--- START ---
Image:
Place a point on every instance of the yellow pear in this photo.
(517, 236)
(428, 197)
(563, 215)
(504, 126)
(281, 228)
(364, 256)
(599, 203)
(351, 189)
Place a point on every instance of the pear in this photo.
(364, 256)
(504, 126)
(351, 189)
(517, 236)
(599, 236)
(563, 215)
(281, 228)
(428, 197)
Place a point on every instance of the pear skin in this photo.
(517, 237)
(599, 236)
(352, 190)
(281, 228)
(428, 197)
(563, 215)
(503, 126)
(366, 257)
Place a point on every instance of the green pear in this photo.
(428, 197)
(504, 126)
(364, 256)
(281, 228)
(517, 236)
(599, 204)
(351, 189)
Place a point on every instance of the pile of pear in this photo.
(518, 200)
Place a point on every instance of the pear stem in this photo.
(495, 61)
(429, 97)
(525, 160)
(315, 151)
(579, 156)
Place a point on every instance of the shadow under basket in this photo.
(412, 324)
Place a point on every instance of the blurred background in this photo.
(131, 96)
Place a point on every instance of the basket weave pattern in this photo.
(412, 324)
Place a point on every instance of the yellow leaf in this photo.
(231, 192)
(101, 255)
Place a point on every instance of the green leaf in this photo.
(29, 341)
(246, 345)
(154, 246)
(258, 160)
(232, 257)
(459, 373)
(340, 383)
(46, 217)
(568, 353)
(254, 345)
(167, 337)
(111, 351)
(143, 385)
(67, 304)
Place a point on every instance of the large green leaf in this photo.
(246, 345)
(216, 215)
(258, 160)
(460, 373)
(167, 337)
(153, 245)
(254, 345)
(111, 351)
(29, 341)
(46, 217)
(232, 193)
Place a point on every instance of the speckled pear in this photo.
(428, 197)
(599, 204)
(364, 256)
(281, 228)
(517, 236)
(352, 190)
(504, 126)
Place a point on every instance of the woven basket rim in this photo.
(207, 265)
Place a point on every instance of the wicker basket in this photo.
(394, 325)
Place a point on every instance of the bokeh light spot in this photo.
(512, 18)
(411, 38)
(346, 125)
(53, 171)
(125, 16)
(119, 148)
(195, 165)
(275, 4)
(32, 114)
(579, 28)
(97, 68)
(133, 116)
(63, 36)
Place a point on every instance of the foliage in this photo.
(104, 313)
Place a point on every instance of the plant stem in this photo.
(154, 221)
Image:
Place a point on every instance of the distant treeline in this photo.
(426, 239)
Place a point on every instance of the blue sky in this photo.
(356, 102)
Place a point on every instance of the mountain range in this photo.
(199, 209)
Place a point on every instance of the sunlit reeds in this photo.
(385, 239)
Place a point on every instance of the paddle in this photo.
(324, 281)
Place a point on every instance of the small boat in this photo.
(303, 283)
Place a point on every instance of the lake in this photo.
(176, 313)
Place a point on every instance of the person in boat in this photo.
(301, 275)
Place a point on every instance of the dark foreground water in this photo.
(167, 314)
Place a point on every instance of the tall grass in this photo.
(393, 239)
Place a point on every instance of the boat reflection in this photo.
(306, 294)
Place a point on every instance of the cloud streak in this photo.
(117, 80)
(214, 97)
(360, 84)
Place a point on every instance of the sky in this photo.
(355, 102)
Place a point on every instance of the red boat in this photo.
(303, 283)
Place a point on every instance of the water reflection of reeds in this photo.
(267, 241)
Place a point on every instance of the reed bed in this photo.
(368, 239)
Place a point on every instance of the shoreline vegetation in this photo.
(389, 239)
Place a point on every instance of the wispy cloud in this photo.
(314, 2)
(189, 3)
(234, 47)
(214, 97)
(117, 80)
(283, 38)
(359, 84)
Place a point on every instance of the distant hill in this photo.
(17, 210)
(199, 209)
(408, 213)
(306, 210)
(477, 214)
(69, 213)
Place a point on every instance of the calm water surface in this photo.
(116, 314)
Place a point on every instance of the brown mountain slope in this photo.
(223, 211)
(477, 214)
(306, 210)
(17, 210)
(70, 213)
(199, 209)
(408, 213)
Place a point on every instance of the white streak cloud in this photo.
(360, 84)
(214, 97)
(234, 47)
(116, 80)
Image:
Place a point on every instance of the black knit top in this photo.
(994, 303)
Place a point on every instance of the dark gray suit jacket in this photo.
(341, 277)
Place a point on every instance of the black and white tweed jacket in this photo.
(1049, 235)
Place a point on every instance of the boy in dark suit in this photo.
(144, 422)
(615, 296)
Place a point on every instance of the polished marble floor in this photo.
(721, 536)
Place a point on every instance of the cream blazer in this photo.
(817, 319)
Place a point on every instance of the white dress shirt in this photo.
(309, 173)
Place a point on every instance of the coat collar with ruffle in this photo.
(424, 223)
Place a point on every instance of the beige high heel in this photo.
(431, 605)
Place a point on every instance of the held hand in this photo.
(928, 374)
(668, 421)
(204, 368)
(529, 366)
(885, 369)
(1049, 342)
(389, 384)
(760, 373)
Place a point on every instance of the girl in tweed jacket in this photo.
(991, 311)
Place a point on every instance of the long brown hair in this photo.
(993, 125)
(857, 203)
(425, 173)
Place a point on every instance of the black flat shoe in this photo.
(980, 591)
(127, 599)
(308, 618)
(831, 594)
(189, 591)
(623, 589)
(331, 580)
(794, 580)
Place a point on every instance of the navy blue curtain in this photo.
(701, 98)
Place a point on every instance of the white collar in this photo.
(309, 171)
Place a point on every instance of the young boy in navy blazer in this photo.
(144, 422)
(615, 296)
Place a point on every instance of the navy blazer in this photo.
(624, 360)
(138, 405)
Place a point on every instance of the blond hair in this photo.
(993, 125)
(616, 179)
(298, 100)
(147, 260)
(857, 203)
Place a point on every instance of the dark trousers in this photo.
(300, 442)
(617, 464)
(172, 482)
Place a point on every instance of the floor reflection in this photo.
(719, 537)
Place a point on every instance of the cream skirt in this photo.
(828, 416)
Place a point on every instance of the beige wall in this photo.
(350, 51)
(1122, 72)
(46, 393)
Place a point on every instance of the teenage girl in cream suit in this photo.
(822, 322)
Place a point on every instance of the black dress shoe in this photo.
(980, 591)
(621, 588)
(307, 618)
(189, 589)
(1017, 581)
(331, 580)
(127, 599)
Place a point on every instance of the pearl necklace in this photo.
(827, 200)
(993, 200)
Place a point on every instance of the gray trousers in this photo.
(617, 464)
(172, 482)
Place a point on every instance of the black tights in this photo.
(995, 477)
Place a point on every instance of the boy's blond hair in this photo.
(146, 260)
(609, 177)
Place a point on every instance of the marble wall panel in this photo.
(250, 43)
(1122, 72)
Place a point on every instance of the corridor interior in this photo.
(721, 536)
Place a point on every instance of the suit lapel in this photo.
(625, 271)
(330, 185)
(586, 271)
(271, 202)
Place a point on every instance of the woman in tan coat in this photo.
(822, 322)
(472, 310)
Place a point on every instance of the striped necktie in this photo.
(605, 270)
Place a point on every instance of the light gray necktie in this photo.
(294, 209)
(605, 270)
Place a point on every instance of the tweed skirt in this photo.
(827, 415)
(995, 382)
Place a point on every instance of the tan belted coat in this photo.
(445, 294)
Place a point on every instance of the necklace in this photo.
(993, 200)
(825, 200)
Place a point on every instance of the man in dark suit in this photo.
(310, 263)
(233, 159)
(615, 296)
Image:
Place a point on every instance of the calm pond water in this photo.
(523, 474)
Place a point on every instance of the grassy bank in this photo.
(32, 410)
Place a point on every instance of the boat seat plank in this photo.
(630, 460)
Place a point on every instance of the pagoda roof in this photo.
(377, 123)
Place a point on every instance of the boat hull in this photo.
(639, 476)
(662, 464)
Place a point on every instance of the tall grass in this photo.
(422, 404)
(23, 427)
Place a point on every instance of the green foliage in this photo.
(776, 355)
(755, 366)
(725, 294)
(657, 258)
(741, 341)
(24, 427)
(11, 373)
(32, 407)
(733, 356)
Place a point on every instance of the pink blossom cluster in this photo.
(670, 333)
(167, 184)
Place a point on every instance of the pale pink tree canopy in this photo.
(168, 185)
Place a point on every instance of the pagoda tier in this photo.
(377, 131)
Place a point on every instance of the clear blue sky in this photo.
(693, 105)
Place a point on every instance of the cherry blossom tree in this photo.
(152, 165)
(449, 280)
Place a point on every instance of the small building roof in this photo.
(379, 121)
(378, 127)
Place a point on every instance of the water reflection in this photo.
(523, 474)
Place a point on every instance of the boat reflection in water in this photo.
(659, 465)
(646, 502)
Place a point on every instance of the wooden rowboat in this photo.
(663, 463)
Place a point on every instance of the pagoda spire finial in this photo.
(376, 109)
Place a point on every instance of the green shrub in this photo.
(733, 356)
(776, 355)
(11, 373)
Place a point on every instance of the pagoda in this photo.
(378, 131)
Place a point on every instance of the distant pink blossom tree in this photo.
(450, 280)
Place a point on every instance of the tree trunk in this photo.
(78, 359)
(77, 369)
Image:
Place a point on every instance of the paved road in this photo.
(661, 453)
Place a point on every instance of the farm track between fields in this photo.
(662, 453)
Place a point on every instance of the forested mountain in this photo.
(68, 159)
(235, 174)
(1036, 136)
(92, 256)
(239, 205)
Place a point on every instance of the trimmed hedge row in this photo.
--- END ---
_Exercise brief_
The lines to return run from the one containing "Place a point on every instance of the pagoda in" through the last line of the records above. Give them exactly and include nothing more.

_Result of the exercise_
Place a point on every instance of the pagoda in this photo.
(378, 131)
Place a point on every instance of the distant pink blossom tree in this photo.
(450, 280)
Place a point on every instance of the tree trunk in this photo.
(78, 359)
(77, 369)
Image:
Place a point on every instance of the paved road in this photo.
(661, 453)
Place a point on every instance of the farm track between fields in this photo.
(662, 453)
Place a point on every instance of the forested mountain in this photo.
(68, 159)
(235, 174)
(1036, 136)
(92, 256)
(239, 205)
Place a point on every instance of the trimmed hedge row in this photo.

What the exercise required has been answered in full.